■ TASKS AND EXERCISES
1. Repeat the DenseHMM summary from "DenseHMM: Learning Hidden" to "including biomedical applications." word for word.
2. In the DenseHMM summary, how does DenseHMM compose transition probabilities?
3. Extend the DenseHMM summary with further sentences, starting after its final one.

DenseHMM: Learning Hidden Markov Models by Learning Dense Representations
This work provides a more scalable and flexible method for learning Hidden Markov Models, which could benefit researchers and practitioners working with sequential data in various domains, including biomedical applications.
This paper introduces DenseHMM, a variant of Hidden Markov Models that learns dense representations for hidden states and observables. It achieves this by composing transition probabilities via kernelization, enabling constraint-free and gradient-based optimization. The proposed direct co-occurrence optimization scheme is highly scalable and performs comparably to standard HMMs.

■ GIVEN RECORDS
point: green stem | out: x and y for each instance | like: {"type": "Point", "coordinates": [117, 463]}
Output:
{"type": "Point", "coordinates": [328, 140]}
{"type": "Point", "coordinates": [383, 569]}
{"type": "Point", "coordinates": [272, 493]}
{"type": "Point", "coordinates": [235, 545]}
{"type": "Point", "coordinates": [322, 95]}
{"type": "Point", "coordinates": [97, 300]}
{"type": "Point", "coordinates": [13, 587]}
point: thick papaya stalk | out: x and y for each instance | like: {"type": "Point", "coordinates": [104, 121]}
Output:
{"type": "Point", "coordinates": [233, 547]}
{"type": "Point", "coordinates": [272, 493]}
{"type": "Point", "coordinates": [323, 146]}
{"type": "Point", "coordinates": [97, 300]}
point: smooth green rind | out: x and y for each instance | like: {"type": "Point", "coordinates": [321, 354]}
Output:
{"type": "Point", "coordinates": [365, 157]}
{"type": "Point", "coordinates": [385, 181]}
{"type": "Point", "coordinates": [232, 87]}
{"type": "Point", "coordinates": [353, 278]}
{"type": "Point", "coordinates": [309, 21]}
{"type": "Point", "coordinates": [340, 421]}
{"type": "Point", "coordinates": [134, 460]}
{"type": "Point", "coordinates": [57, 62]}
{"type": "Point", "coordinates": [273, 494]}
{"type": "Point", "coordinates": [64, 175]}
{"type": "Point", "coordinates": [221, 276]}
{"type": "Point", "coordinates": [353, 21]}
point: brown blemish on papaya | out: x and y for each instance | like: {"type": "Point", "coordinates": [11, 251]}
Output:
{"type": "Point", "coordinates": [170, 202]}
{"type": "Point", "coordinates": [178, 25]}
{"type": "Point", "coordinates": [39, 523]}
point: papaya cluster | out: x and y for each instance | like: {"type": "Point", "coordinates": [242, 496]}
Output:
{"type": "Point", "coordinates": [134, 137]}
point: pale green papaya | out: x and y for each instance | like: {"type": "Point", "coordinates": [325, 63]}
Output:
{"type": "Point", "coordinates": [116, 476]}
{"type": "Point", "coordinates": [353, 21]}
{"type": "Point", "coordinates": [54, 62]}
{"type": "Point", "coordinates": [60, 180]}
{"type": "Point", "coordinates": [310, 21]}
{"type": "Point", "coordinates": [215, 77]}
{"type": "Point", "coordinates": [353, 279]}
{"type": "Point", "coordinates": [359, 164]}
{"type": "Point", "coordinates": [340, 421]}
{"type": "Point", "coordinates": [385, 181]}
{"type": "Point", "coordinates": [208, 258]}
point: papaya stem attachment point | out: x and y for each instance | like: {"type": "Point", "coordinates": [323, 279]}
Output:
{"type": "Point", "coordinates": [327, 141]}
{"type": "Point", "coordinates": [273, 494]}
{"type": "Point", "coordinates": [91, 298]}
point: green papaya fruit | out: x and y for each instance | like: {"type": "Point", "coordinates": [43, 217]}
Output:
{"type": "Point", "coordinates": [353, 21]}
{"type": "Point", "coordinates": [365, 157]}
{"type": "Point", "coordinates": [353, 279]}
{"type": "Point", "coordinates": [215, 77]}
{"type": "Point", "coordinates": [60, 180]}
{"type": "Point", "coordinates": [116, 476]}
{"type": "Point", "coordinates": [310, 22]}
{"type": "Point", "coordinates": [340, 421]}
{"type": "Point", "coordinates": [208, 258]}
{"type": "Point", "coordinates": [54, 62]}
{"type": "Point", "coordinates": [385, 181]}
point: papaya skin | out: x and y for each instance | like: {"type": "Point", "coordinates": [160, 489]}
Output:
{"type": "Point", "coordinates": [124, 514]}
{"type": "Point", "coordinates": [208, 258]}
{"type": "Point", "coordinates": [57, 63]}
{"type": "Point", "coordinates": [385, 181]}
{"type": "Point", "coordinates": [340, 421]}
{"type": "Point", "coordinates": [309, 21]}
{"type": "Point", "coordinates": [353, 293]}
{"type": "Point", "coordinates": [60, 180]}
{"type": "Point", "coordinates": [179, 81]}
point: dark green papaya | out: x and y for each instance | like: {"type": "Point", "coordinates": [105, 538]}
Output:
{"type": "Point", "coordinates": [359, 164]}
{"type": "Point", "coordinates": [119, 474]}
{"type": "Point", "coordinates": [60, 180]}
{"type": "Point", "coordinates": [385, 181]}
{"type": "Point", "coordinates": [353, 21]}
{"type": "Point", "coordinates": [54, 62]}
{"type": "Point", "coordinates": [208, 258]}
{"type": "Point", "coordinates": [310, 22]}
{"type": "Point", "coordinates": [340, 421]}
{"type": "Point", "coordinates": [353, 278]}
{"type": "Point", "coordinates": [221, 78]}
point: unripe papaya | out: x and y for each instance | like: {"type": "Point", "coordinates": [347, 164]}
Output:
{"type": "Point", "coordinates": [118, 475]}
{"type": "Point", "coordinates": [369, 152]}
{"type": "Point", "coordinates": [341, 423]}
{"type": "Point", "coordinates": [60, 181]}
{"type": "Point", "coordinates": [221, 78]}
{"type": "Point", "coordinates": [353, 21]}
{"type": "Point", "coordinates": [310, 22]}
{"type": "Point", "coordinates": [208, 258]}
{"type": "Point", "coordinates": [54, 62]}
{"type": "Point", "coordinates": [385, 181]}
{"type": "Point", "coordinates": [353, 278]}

■ TASK RESULTS
1.
DenseHMM: Learning Hidden Markov Models by Learning Dense Representations
This work provides a more scalable and flexible method for learning Hidden Markov Models, which could benefit researchers and practitioners working with sequential data in various domains, including biomedical applications.

2. Via kernelization.

3.
We propose DenseHMM - a modification of Hidden Markov Models (HMMs) that allows to learn dense representations of both the hidden states and the observables. Compared to the standard HMM, transition probabilities are not atomic but composed of these representations via kernelization. Our approach enables constraint-free and gradient-based optimization. We propose two optimization schemes that make use of this: a modification of the Baum-Welch algorithm and a direct co-occurrence optimization. The latter one is highly scalable and comes empirically without loss of performance compared to standard HMMs. We show that the non-linearity of the kernelization is crucial for the expressiveness of the representations. The properties of the DenseHMM like learned co-occurrences and log-likelihoods are studied empirically on synthetic and biomedical datasets.